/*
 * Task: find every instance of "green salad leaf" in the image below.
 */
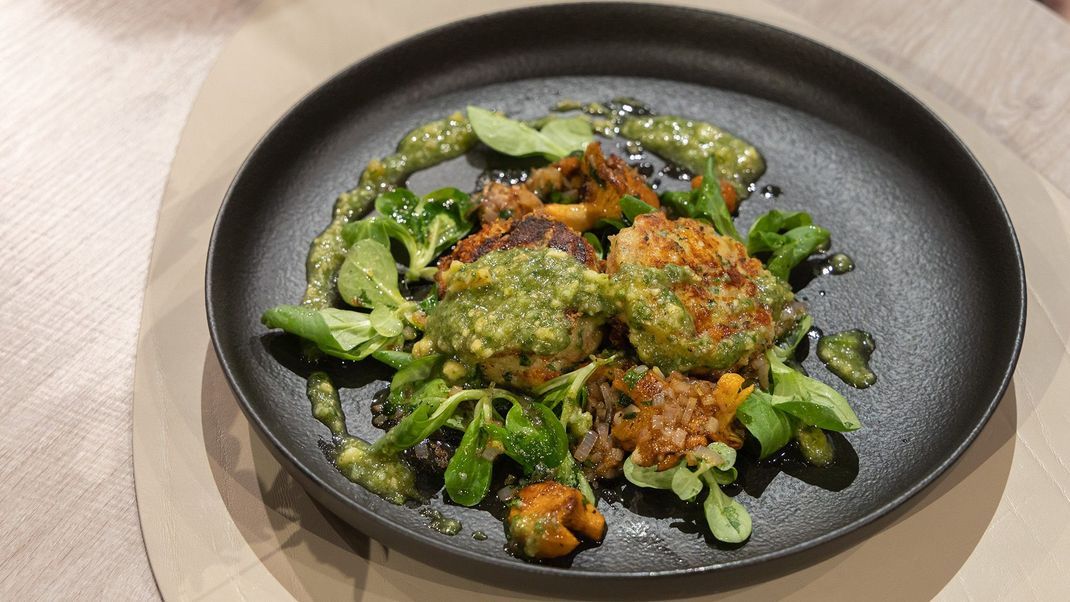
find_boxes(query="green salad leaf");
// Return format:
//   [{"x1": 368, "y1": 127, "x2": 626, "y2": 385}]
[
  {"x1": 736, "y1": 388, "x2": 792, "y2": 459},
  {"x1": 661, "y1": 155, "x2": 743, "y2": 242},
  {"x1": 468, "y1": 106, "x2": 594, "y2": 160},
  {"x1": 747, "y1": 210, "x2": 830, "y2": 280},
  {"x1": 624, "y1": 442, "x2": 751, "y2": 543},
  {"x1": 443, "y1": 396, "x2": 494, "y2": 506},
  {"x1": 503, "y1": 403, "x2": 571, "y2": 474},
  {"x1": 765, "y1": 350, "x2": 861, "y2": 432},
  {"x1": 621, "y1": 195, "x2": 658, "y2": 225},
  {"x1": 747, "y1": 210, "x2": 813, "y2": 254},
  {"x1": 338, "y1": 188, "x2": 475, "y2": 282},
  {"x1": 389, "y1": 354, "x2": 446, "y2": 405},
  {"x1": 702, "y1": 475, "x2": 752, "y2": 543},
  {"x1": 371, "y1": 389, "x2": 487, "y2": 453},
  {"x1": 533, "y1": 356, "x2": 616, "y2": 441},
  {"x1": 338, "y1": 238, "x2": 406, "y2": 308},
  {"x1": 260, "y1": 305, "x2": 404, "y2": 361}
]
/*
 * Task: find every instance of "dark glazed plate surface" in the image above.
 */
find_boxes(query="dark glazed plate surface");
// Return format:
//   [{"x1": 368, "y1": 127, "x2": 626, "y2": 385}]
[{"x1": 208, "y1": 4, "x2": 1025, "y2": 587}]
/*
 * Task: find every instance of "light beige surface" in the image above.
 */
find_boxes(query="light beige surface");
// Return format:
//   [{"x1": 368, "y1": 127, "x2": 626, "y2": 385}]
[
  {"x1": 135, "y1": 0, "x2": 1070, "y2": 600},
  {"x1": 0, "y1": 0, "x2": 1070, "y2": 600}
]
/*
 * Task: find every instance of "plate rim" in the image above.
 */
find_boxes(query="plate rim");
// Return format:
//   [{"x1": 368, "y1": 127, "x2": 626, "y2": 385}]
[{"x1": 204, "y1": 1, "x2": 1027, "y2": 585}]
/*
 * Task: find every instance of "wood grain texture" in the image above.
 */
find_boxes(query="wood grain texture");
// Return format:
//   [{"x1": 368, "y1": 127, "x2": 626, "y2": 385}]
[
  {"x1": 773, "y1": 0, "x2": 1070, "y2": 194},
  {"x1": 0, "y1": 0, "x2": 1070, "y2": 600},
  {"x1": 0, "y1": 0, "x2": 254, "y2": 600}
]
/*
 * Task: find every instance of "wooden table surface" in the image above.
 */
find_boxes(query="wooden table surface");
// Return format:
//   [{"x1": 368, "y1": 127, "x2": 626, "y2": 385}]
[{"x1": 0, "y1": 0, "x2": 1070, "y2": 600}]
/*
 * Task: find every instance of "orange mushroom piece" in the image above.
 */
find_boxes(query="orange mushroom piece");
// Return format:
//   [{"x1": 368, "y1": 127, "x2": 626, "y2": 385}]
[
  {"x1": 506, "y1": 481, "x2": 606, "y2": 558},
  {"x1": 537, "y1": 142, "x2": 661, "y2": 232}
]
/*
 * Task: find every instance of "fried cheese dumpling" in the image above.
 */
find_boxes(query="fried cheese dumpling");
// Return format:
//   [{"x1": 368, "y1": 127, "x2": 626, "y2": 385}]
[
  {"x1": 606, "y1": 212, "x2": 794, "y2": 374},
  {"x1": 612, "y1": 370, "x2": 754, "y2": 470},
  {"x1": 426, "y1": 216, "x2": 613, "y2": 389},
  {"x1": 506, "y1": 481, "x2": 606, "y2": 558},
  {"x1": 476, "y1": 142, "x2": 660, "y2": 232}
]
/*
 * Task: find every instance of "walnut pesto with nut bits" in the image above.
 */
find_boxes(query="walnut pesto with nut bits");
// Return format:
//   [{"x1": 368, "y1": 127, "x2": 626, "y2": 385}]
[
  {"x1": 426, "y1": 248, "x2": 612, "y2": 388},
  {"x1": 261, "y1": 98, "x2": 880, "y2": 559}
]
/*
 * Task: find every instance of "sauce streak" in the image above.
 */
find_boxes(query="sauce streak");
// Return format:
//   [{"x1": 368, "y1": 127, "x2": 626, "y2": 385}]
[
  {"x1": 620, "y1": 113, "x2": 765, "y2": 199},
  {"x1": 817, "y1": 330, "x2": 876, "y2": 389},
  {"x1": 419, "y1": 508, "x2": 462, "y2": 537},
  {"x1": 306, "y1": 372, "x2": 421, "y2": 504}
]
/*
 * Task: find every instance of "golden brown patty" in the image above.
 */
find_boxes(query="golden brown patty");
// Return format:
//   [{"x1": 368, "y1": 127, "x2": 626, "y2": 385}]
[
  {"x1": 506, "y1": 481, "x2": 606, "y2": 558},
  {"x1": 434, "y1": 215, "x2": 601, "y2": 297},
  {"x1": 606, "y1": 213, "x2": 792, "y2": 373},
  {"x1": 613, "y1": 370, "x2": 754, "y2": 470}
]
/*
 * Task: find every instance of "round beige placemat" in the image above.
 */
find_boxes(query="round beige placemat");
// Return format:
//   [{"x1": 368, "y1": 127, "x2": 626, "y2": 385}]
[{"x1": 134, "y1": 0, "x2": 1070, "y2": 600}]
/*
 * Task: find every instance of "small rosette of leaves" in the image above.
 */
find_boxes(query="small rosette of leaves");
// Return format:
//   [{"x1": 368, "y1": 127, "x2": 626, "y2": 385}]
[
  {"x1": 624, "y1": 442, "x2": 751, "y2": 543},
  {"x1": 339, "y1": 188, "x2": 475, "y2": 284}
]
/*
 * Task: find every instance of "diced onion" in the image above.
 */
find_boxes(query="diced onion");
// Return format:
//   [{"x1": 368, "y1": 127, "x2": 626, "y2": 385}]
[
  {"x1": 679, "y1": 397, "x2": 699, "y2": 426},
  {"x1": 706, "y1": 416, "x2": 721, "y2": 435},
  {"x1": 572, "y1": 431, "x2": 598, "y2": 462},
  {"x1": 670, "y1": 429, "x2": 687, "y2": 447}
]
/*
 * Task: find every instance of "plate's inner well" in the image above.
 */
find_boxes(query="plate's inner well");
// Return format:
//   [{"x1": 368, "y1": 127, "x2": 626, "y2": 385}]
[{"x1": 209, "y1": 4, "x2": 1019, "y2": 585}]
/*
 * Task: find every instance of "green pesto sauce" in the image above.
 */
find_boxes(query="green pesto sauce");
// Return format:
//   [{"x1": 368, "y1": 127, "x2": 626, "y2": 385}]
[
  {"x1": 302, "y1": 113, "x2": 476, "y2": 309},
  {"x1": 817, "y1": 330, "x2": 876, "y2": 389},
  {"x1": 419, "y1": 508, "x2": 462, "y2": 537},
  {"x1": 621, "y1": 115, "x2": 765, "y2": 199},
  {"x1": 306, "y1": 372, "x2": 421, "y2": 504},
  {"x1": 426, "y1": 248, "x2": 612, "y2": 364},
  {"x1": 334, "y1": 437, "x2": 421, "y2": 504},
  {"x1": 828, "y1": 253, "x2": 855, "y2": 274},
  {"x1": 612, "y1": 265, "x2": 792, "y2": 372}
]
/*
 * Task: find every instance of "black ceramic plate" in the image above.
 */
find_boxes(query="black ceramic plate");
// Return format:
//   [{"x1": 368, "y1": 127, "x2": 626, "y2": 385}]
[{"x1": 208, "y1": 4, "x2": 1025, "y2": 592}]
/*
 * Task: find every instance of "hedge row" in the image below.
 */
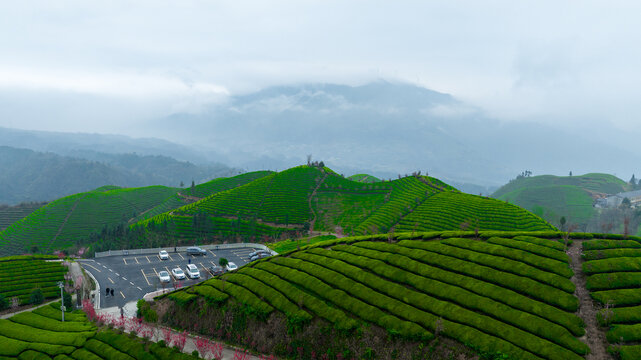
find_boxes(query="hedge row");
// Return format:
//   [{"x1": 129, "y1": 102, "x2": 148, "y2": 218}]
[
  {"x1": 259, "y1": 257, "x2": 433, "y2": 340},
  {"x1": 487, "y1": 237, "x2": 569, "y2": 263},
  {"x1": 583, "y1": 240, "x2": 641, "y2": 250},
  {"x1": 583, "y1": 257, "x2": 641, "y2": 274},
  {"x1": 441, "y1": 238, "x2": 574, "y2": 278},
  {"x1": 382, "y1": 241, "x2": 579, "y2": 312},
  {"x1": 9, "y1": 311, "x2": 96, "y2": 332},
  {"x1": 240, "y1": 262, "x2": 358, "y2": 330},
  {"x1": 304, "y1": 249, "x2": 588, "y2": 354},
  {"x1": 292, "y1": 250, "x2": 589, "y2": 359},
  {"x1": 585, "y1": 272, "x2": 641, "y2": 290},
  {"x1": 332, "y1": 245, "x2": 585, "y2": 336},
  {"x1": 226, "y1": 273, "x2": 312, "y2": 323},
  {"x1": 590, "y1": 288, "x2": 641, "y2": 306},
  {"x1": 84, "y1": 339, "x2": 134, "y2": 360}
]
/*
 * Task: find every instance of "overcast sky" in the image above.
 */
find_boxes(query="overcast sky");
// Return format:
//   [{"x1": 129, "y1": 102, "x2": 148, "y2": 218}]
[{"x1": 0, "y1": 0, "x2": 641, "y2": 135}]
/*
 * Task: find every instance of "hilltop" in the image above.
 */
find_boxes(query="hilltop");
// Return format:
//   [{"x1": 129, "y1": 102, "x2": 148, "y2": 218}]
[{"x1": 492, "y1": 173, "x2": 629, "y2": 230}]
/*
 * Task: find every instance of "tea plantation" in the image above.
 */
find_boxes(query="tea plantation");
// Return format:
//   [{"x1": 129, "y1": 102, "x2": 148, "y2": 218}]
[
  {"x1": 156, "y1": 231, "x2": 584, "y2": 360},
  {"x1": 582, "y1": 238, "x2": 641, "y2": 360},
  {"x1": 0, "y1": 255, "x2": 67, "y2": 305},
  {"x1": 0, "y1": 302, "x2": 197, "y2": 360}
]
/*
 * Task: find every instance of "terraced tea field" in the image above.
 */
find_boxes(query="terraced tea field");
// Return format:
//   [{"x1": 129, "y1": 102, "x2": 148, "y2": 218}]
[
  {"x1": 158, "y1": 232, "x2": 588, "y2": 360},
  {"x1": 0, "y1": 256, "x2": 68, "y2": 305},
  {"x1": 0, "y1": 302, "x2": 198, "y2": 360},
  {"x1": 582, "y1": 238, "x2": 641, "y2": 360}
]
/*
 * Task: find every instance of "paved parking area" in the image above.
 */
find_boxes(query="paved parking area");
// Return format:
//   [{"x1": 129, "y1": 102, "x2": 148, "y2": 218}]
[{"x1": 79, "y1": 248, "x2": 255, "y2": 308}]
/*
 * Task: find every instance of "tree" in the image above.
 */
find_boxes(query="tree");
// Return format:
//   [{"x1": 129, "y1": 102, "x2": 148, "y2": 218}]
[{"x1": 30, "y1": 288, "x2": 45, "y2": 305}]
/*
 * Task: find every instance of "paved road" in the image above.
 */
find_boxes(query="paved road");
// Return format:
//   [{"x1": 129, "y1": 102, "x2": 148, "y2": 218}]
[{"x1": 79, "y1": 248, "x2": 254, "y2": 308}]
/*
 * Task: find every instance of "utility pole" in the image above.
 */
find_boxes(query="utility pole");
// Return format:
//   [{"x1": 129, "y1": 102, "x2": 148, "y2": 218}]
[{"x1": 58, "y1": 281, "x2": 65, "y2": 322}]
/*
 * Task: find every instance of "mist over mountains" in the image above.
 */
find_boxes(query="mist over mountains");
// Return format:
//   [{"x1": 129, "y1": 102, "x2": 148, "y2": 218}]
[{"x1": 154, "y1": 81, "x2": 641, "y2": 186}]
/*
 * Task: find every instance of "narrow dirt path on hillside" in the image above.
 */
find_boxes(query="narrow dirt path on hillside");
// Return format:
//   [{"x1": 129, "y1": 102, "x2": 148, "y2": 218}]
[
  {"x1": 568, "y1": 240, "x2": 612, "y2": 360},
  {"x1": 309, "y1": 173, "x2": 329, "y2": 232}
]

▶ [Stated goal]
Go through the rows above and copy out every line that contains the string "patty", leaving out all other lines.

▶ [Result for this exercise]
 * Task: find every instance of "golden brown patty" in the image above.
find_boxes(query="golden brown patty");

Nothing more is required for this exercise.